◆ DATA TO PROCESS
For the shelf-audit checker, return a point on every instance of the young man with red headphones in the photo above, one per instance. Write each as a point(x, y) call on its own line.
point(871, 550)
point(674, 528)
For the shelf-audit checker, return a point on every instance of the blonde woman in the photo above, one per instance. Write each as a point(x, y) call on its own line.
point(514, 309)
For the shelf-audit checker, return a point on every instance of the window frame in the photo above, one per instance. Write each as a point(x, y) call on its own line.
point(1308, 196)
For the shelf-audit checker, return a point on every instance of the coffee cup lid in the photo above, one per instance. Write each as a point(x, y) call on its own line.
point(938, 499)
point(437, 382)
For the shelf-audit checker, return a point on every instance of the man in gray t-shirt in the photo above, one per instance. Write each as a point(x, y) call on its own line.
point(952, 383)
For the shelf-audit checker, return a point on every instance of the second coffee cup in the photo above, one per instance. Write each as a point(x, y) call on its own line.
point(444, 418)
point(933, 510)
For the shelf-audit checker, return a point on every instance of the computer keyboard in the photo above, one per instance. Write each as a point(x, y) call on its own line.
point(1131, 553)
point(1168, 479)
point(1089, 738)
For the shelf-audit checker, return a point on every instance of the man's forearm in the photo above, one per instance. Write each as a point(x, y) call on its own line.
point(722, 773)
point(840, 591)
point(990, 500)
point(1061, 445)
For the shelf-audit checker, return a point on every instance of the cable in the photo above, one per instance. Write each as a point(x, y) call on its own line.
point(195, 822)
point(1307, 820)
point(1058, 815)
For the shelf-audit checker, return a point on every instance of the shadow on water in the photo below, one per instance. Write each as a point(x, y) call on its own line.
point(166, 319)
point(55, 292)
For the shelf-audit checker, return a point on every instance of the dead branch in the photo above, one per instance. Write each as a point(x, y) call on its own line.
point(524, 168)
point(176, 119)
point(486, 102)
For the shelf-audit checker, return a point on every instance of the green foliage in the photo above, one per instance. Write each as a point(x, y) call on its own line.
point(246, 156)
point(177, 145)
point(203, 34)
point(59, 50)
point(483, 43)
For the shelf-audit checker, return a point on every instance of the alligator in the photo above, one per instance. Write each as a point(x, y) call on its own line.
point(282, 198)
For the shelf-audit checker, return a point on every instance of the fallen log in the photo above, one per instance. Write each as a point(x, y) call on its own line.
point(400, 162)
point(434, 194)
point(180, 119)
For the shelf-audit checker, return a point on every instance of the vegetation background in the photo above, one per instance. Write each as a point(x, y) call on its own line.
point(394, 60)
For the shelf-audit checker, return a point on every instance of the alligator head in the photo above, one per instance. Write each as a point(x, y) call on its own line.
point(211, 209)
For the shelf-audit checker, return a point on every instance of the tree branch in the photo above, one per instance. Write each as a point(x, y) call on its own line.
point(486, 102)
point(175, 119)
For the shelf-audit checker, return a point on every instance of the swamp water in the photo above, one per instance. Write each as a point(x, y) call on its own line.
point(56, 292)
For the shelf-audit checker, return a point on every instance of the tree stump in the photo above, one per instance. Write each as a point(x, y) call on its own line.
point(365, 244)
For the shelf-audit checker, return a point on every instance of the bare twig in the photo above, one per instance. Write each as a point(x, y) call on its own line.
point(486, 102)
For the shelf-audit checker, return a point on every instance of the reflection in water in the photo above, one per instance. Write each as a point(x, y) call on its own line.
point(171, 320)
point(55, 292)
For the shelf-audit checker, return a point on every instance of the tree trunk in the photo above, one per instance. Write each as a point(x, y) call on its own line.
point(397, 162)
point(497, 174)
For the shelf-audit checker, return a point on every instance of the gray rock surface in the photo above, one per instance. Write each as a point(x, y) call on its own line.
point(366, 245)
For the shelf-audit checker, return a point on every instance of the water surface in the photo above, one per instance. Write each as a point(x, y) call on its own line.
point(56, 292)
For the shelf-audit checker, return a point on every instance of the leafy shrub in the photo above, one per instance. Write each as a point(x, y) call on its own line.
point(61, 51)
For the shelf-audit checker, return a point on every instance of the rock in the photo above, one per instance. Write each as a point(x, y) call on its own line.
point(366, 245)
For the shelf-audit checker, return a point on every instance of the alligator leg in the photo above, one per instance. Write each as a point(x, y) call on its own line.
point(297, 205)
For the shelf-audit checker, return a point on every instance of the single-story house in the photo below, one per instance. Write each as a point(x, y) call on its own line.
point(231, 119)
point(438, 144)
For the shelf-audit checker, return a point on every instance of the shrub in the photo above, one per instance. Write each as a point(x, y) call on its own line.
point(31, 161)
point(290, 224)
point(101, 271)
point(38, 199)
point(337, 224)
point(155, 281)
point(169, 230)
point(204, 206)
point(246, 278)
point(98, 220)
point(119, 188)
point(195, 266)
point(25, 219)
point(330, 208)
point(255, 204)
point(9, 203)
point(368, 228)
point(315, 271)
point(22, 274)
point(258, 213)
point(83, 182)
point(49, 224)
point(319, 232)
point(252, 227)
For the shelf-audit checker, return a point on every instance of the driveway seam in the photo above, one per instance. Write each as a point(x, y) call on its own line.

◆ YOUR INSTRUCTIONS
Copy all of the records above line by line, with no changes to any wording, numbers or punctuation.

◆ SOLUTION TO THE PROBLEM
For the shelf-audit checker, return a point on every instance of the young man with red headphones in the photo above, one per instance. Write each as a point(x, y) call on its own line.
point(871, 550)
point(674, 528)
For the shelf-audit checker, return a point on every instance of the blonde woman in the photo above, one per instance. Write each as a point(x, y) call on its own line.
point(514, 309)
For the shelf-audit checker, return a point on every instance of the window frame in the photo above, one per instance. Write each as a point(x, y) call on its own line.
point(1308, 196)
For the shelf-audit checker, return a point on every instance of the coffee cup lid in the photo above, one per instance. Write each as a point(x, y) call on its own line.
point(938, 499)
point(437, 382)
For the shelf-audit checker, return a point on every instance of the man in gray t-shirt in the photo above, one per instance. Write each as a point(x, y) call on its own line.
point(952, 383)
For the shelf-audit checker, return a point on every instance of the second coffee cup in the photo above, one per instance. Write each as a point(x, y) call on its own line.
point(444, 418)
point(933, 510)
For the shelf-audit checker, return a point on every instance of the computer keyboard in the photo above, one per instance. Write each as a point(x, y) call on its own line.
point(1131, 553)
point(1168, 479)
point(1089, 738)
For the shelf-audit checker, return a point on every instance of the man's forearm in the photo above, one per instance. Write each as a point(x, y) call on its own line.
point(722, 773)
point(840, 591)
point(990, 500)
point(1061, 445)
For the shelf-audit checker, return a point on every instance of the cable in the photo above, one per instance. Write each as a point(x, y) call on its own line.
point(195, 822)
point(1307, 820)
point(1058, 815)
For the shelf-audit checker, return a point on every instance of the shadow on water in the photo below, one per instance. Write each as a point(x, y) call on its own line.
point(166, 319)
point(55, 292)
For the shelf-audit checker, return a point on every instance of the dead branch in the photo above, one per instance. Write each as a point(x, y) call on its own line.
point(524, 168)
point(176, 119)
point(486, 102)
For the shelf-audit checker, return a point on every instance of the green foliage in the photo above, one per instance. Write each as a point(x, y) call on its own line.
point(246, 156)
point(177, 145)
point(203, 34)
point(59, 50)
point(483, 43)
For the shelf-audit checker, return a point on every instance of the alligator in the photo above, one per instance. Write each as a point(x, y) call on its own line.
point(282, 198)
For the shelf-audit checker, return a point on every instance of the fallen log in the photo above, one per instance. Write each as a point(x, y) call on its own line.
point(400, 162)
point(434, 194)
point(180, 119)
For the shelf-audit checker, return a point on every instance of the vegetation background in the photo above, one per instance. Write each as a point(x, y) call on its own line.
point(394, 60)
For the shelf-audit checker, return a point on every instance of the alligator head in the photo above, one per instance. Write each as a point(x, y) call on its own line.
point(211, 209)
For the shelf-audit checker, return a point on every instance of the tree branch in the photo above, one per instance. Write each as a point(x, y) call on its own line.
point(486, 102)
point(175, 119)
For the shelf-audit checker, return a point on every instance of the swamp water in the photo above, one per instance. Write each as a point(x, y) call on its own line.
point(56, 292)
For the shelf-audit checker, return a point on every instance of the tree stump in the photo above, one per instance. Write each as a point(x, y) call on its own line.
point(365, 244)
For the shelf-audit checker, return a point on every instance of the bare twig in the photo above, one per instance. Write each as a point(x, y) call on its own line.
point(486, 102)
For the shelf-audit checker, return a point on every instance of the reflection in water in the photo above, one per instance. Write each as a point(x, y) call on its own line.
point(171, 320)
point(55, 292)
For the shelf-audit checker, return a point on every instance of the tree trunk in the photo above, one per instance. Write each as a point(x, y) call on its own line.
point(397, 162)
point(497, 174)
For the shelf-audit checker, return a point on every instance of the gray rock surface in the photo above, one per instance. Write each as a point(x, y) call on its own line.
point(366, 245)
For the shelf-audit checker, return a point on every instance of the water surface in the photo above, one per instance. Write each as a point(x, y) call on its own line.
point(56, 292)
For the shelf-audit checker, return a point on every instance of the leafy shrub in the photo above, one per instance. Write each as a point(x, y) call on its own line.
point(61, 51)
For the shelf-audit checker, return a point on every instance of the rock in the photo above, one per instance. Write each as a point(x, y) call on its own line.
point(366, 245)
For the shelf-audit checker, return a point on every instance of the alligator leg in the photo above, one per instance. Write each as a point(x, y) call on its own line.
point(297, 205)
For the shelf-audit checker, return a point on every instance of the single-story house in the photo below, one per instance. Write each as a point(x, y) call on its own line.
point(231, 119)
point(438, 144)
For the shelf-audit checker, return a point on every instance of the shrub in the photo above, one per instance. Write each as a point(x, y) call on its own line.
point(31, 161)
point(290, 224)
point(101, 271)
point(38, 199)
point(337, 224)
point(155, 281)
point(169, 230)
point(204, 206)
point(246, 278)
point(98, 220)
point(119, 188)
point(195, 266)
point(25, 219)
point(330, 208)
point(255, 204)
point(9, 203)
point(368, 228)
point(315, 271)
point(22, 274)
point(258, 213)
point(83, 182)
point(49, 224)
point(319, 232)
point(252, 227)
For the shelf-audit checker, return a point on every instance of the driveway seam in the photo above, one per instance. Write each as a point(x, y) call on its own line.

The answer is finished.